Collect from the data below each line with "beetle".

[Saved data entries]
########################################
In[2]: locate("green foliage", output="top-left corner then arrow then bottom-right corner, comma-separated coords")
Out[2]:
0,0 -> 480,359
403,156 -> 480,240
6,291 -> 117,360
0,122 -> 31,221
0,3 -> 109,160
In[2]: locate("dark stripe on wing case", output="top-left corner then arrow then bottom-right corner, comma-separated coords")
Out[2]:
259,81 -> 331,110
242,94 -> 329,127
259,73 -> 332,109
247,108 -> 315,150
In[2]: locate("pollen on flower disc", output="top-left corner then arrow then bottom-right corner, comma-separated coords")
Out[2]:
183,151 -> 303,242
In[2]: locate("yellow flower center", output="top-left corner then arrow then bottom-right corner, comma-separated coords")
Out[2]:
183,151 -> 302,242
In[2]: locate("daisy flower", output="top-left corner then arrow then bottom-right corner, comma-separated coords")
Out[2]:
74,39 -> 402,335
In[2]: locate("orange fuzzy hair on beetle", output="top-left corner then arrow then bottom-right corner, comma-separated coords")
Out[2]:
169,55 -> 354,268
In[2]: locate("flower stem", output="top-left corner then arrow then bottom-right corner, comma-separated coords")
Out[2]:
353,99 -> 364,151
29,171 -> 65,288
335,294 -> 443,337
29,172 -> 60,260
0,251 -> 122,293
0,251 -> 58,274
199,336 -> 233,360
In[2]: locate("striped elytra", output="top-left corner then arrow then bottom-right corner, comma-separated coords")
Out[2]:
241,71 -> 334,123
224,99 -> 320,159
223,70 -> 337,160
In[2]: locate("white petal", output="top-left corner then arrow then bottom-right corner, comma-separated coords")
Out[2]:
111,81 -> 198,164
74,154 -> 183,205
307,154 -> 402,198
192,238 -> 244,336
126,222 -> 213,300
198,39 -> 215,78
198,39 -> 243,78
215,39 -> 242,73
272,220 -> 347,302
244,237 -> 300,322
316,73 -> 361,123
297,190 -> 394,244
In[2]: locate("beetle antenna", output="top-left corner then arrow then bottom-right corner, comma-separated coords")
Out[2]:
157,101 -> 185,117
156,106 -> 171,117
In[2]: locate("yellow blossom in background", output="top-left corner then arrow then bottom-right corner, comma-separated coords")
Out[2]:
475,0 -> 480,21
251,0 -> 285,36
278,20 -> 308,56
########################################
**Finished exercise**
In[2]: locate("orange fuzzy hair on beetle", output="top-left corner then arrow then bottom-right corner, comma-separated coords")
In[2]: locate("beetle antenna", output="top-left corner then arrow then bottom-right corner, comma-separated coords")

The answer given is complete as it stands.